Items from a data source
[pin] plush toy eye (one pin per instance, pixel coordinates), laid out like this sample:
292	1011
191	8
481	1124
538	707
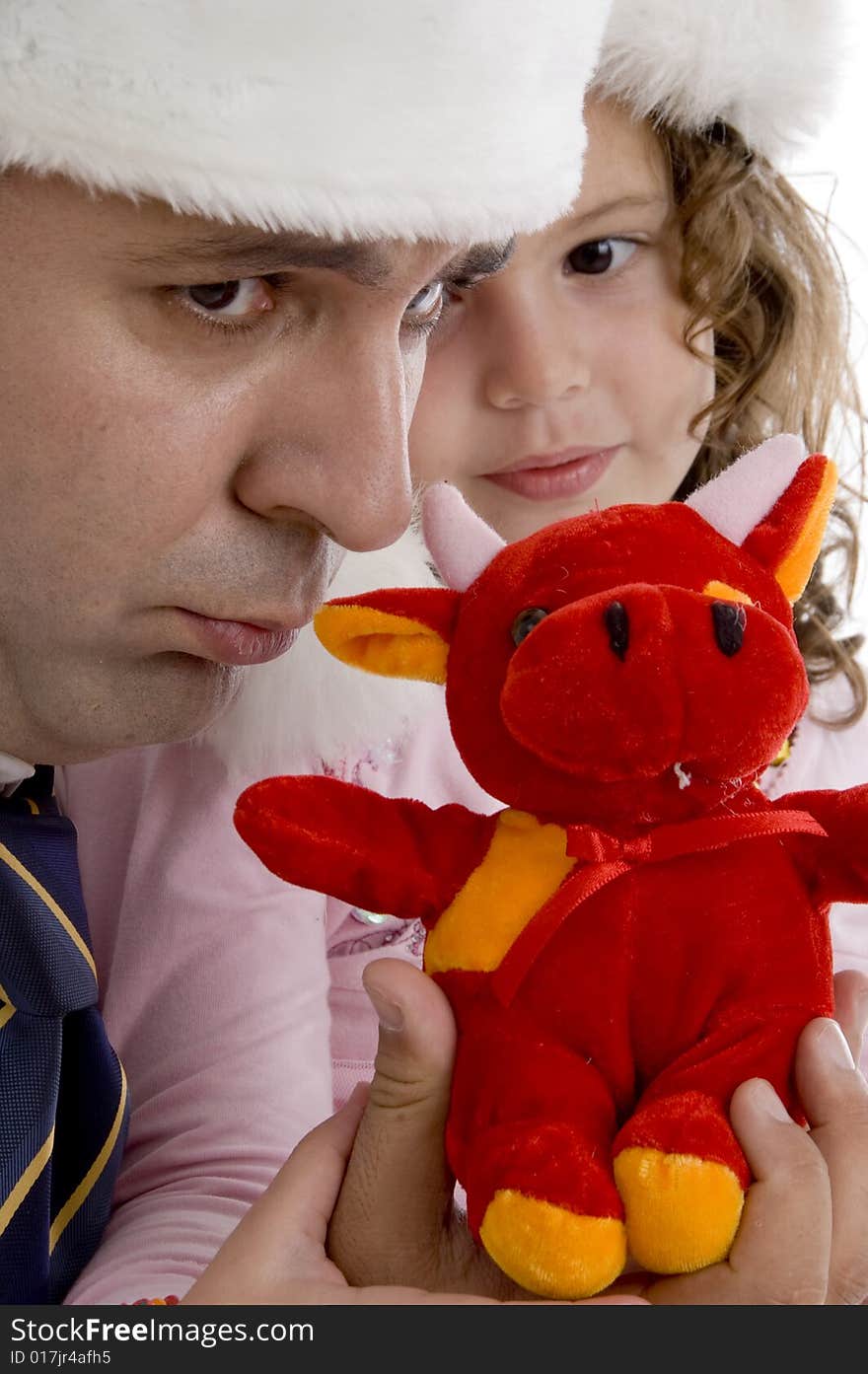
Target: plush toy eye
525	621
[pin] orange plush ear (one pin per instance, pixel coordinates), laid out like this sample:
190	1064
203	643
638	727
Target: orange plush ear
787	541
404	632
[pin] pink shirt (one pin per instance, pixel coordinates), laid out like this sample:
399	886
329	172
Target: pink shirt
230	993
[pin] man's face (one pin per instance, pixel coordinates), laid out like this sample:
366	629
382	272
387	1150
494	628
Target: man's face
192	418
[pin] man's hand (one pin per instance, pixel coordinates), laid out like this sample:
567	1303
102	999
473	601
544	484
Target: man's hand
801	1237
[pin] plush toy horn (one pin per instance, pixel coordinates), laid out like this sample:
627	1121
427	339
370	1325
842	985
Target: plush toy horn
459	542
773	503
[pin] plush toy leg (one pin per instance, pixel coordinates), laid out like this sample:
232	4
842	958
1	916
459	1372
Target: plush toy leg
552	1217
679	1167
682	1177
531	1136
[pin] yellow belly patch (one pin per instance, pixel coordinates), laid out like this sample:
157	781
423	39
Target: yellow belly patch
525	864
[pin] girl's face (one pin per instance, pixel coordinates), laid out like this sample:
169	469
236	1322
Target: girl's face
563	384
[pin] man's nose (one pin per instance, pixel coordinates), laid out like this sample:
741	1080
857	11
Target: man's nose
538	356
331	443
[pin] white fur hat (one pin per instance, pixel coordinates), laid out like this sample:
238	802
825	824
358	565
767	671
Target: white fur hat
364	118
768	67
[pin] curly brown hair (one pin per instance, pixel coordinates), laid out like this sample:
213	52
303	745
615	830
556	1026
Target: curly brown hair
760	266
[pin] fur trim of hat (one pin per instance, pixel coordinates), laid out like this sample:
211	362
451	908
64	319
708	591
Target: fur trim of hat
768	67
307	712
408	118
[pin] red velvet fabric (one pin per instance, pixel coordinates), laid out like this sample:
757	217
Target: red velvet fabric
665	984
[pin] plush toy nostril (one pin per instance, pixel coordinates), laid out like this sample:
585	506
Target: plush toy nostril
730	621
618	626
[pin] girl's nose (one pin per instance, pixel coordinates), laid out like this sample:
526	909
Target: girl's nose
539	360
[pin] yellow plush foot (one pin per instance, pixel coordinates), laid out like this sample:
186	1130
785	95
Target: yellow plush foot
682	1212
549	1251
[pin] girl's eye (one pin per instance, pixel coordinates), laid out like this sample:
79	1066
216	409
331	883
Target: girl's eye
228	300
601	255
426	305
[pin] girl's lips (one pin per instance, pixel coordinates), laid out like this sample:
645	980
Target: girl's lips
555	474
238	642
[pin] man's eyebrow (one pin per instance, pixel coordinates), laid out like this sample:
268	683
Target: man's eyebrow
252	253
622	202
478	262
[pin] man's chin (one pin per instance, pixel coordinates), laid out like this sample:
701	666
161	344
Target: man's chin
171	698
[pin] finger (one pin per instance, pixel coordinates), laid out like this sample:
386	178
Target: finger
835	1100
851	1007
398	1189
781	1251
282	1237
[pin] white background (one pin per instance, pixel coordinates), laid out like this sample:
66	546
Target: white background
832	175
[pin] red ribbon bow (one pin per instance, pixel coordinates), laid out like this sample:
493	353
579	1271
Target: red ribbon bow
608	857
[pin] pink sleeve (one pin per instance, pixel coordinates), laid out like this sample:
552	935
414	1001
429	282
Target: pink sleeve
214	993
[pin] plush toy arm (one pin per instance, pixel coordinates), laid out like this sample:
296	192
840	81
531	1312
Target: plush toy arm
835	867
382	853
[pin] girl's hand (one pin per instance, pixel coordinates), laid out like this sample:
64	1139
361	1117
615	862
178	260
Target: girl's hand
801	1240
277	1255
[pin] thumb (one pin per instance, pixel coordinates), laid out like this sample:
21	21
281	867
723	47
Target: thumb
398	1189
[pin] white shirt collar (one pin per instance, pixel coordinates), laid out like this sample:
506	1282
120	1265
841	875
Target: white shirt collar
13	771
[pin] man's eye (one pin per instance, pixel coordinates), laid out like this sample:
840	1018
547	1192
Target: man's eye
601	255
230	300
426	304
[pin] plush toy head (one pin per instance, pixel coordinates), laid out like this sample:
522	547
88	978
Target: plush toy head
630	665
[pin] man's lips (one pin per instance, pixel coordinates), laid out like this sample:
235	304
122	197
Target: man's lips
546	475
237	640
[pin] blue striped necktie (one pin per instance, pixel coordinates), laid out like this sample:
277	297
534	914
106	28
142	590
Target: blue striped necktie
62	1088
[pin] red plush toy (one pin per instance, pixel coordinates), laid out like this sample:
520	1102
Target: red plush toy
640	929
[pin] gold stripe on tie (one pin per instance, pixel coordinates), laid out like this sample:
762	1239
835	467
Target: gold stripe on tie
16	864
9	1010
76	1199
25	1182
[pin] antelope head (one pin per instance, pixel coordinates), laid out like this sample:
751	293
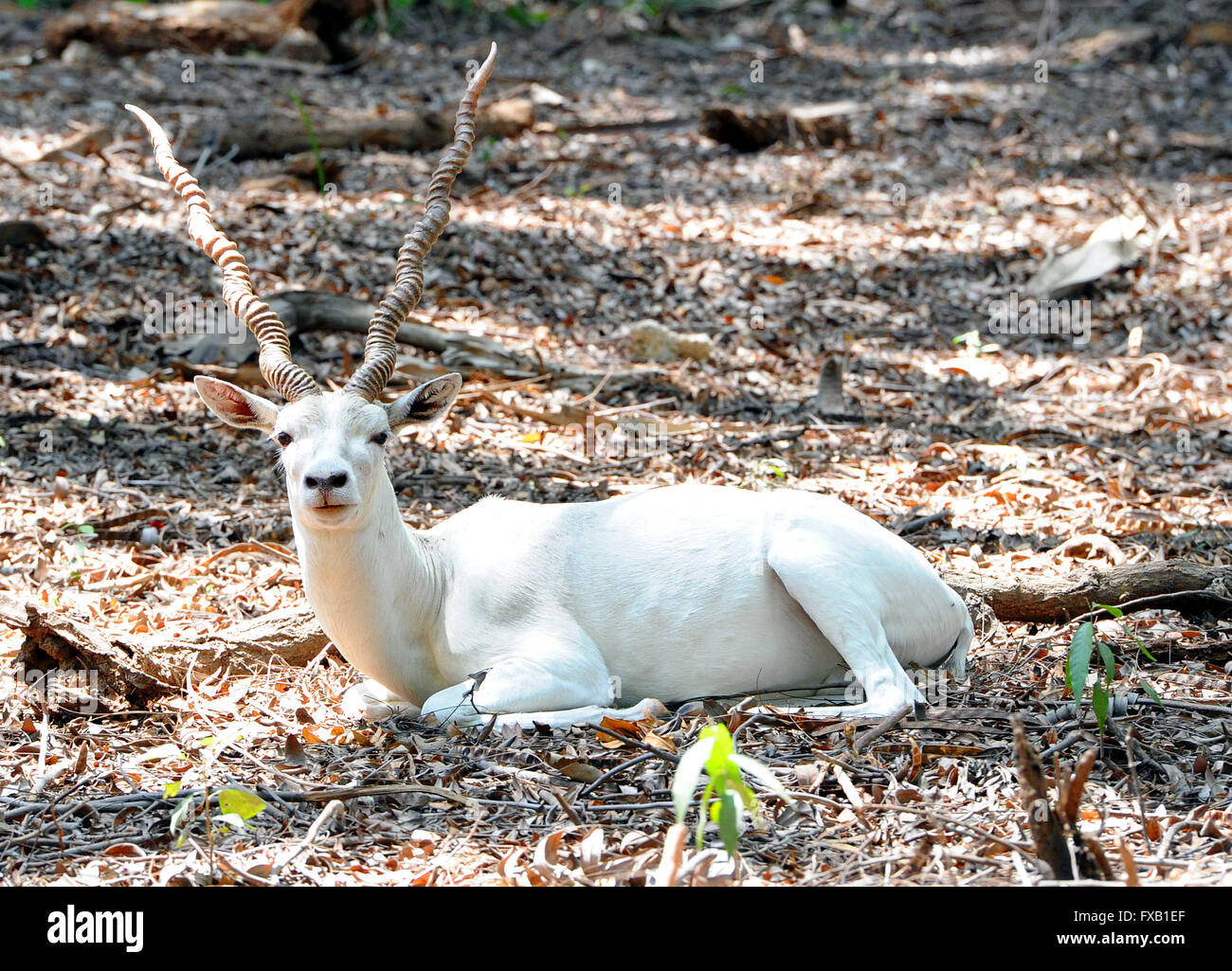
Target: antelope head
332	441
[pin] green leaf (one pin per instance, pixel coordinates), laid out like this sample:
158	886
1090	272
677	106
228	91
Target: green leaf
177	819
730	819
1099	697
688	774
1105	655
1078	663
721	750
239	802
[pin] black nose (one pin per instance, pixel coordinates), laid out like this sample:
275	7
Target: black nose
333	480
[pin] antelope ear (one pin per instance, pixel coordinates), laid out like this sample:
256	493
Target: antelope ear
234	405
426	403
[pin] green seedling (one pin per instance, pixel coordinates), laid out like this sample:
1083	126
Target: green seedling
727	796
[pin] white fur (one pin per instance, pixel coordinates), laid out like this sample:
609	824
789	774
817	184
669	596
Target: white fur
674	593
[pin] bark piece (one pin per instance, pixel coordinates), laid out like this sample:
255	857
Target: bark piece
750	130
1175	584
132	669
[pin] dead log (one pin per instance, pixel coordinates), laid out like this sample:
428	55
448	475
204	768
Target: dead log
274	135
132	669
751	130
1175	584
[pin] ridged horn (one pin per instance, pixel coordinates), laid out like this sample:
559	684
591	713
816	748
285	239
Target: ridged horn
280	372
380	351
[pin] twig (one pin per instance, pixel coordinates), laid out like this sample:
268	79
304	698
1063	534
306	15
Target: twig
879	728
333	807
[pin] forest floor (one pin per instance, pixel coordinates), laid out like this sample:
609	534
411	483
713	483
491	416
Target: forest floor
126	505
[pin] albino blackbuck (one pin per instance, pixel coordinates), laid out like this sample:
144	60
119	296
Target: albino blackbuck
553	614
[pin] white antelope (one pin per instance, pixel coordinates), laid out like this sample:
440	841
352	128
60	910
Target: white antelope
536	613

STATED TASK:
Exactly reproduce the entries above, minus the pictures.

WRITTEN RESPONSE:
[pin] plush toy eye (one pin per instance, pixel coordinates), laid out like this sample:
292	1011
191	8
481	1124
538	707
Target: plush toy eye
525	621
[pin] orange plush ear (one pin per instance, pixel coordinates), laid out like this sample:
190	1064
203	643
638	727
Target: orange plush ear
787	541
404	632
[pin] pink shirt (one pin per instance, pixel coordinates), laid out like this sample:
399	886
329	172
Target: pink shirt
230	993
[pin] man's face (one pin per instance, pixel coordinates), laid out like this sample:
366	629
382	272
387	1150
494	628
Target: man's face
192	418
[pin] man's hand (one pin per instance, pixel coordinates), laid out like this sample:
567	1303
102	999
473	601
544	484
Target: man's hand
801	1237
[pin] plush toy horn (one pin per instance, pixel coordinates), laid out like this sample:
627	1121
427	339
370	1325
842	985
Target: plush toy horn
459	542
773	503
[pin] plush toy leg (one pin per instance, pixel coordinates), laid out like this sample:
232	4
842	958
1	916
459	1372
Target: plush toy leg
552	1217
679	1167
682	1177
531	1136
[pin] yellow belly patch (one pin per instance, pixel coordinates), laid out like this sample:
157	781
423	39
Target: yellow belly patch
525	864
[pin] girl's face (one pin per instance, pixel coordinates), laid out like this sample:
169	469
236	1322
Target: girl's face
563	384
[pin] man's nose (one pin per instance, pixel coordinates), laid out like this sample:
741	1080
857	11
Target: man's nose
538	356
331	443
[pin] white fur hat (one pin per instance, pixel coordinates), laid out like this sample:
238	802
825	824
358	565
767	671
Target: white fur hat
364	118
768	67
[pin] curly brown hair (one pin per instance, pixel coordinates), laid out like this sample:
213	52
303	745
615	830
556	1026
Target: curly brown hair
760	266
[pin] fur trim of hat (one pin per instance, pixel coordinates), laid out like this sample:
211	362
451	908
64	319
708	591
Target: fur trim of hat
768	67
307	712
408	118
[pin] red velvet fabric (one pin per instance, pixel coordinates), laid out like this sample:
757	217
Target: red velvet fabric
665	984
[pin] plush toy nostril (one pin per instance, pixel coordinates), laid out like this sample:
585	506
Target: plush toy nostril
730	621
618	626
[pin] girl's nose (one pin per instance, pixel coordinates), laid out like this sample:
526	909
Target: girl's nose
539	360
[pin] yellow plush foot (one pin per instance, pixel coordinates), laid out like this sample:
186	1130
785	95
Target: yellow plush foot
682	1212
549	1251
[pin] girl's eye (one pin per instance, pixel coordinates), laid out like this sample:
79	1066
216	409
331	883
Target: girl's eye
228	300
601	255
426	305
[pin] girl's lips (one pin per instance, pixel coordinates), laid out like this sample:
645	980
Target: girl's lips
555	474
238	642
[pin] man's eyebrow (one pin per instance, pixel coordinates), laid out like this sample:
268	683
Target: man's eyebrow
252	253
622	202
478	262
[pin] man's chin (one pin per instance, pixel coordinates), laid out like this sample:
701	666
161	344
Target: man's chin
171	698
[pin] finger (one pin per instance, pixel coordinates), laid out like this sample:
386	178
Target: finger
835	1100
851	1007
398	1189
781	1251
282	1237
[pin] white background (one pin per instance, pixel coordinates), laid out like this sample:
66	546
Target: white background
832	175
[pin] red ribbon bow (one pin per instance, pixel coordinates), laid out like this sample:
493	353
579	1271
Target: red ribbon bow
608	857
[pin] pink sleeve (one pin per instance, pixel coordinates), laid out like this sample:
552	935
414	1001
429	282
Target: pink sleeve
214	993
[pin] plush toy arm (one pin per instance, pixel coordinates), laid out like this sample:
296	192
840	81
531	1312
Target: plush toy arm
835	867
382	853
[pin] girl's hand (one pin per instance, pixel coordinates), laid out like this sample:
64	1139
361	1117
615	862
178	260
Target: girl's hand
801	1240
277	1255
[pin] thumb (one pin per instance, pixel coordinates), laid out like this sample:
21	21
281	867
723	47
Target: thumb
398	1189
[pin] white shirt collar (one pin per instance, pixel coordinates), laid out like this sample:
506	1282
120	1265
841	875
Target: white shirt collar
13	771
[pin] man's eye (one pin per instance, pixel coordinates), laid out like this sample:
840	1018
547	1192
Target: man's eye
601	255
230	300
426	304
[pin] plush toy head (one pin per instance, pixel coordinates), laid out like this sample:
522	547
88	978
Target: plush toy head
630	665
[pin] man's lips (one pin per instance, pixel coordinates), laid out like this sample:
235	304
122	197
Target: man's lips
546	475
237	640
[pin] blue striped necktie (one pin per instance, pixel coordinates), laid out like this sample:
277	297
534	914
106	28
142	590
Target: blue striped necktie
62	1088
[pin] red plush toy (one pin per instance, pixel coordinates), laid out like this sample:
520	1102
Target: red plush toy
640	929
[pin] gold stripe on tie (one pin per instance, pixel coordinates), laid out like this sample:
762	1239
835	467
Target: gold stripe on tie
16	864
9	1010
76	1199
25	1182
[pin] antelope head (one pin per instance, pixel coordinates), laid out like this sample:
751	293
Target: antelope head
332	441
[pin] green leaf (one pin per instance, pixel coordinates), laid out like this sample:
158	886
1090	272
677	106
228	91
Target: green leaf
177	819
730	819
1099	697
688	774
1105	655
1078	663
721	750
239	802
[pin] black nose (one pin per instance, pixel coordinates), laid out like this sample:
275	7
Target: black nose
333	480
[pin] antelope ear (one pin per instance, pixel coordinates), laid out like this sample:
256	493
Target: antelope ear
234	405
426	403
[pin] green seedling (one pin per instance, pixel coordinates), laid out like this sample:
1083	126
Target: green seedling
727	796
[pin] white fur (one pin per instance, pixel coordinates), laid out like this sample:
609	824
789	774
817	184
669	596
Target: white fur
674	593
[pin] bark piece (one pin per instance, pixel coordinates), laid out like this sample:
255	857
Target: bark piece
750	130
1175	584
132	669
[pin] dead log (one pin per instance, pixel coordinates), laid out like this sample:
428	55
448	475
204	768
Target: dead log
274	135
132	669
751	130
1175	584
[pin] ridged horn (one pin per instance, pixel coordinates), laid out like this sample:
559	684
591	713
816	748
285	239
Target: ridged horn
280	372
380	351
[pin] twig (one pin per instance, pixel coordinates), laid out like this sample:
268	79
304	698
1063	534
306	15
Target: twig
879	728
333	807
[pin] forest floor (one pin per instance, pixel coordinates), laid out like this sample:
609	534
411	483
713	483
491	416
Target: forest floor
126	505
[pin] albino blackbuck (one pin per instance, pixel coordinates), laid out like this sample:
144	60
119	296
Target: albino blackbuck
553	614
[pin] white antelope (one pin per instance, pixel coordinates), laid out like this sample:
440	841
352	128
60	910
Target: white antelope
536	613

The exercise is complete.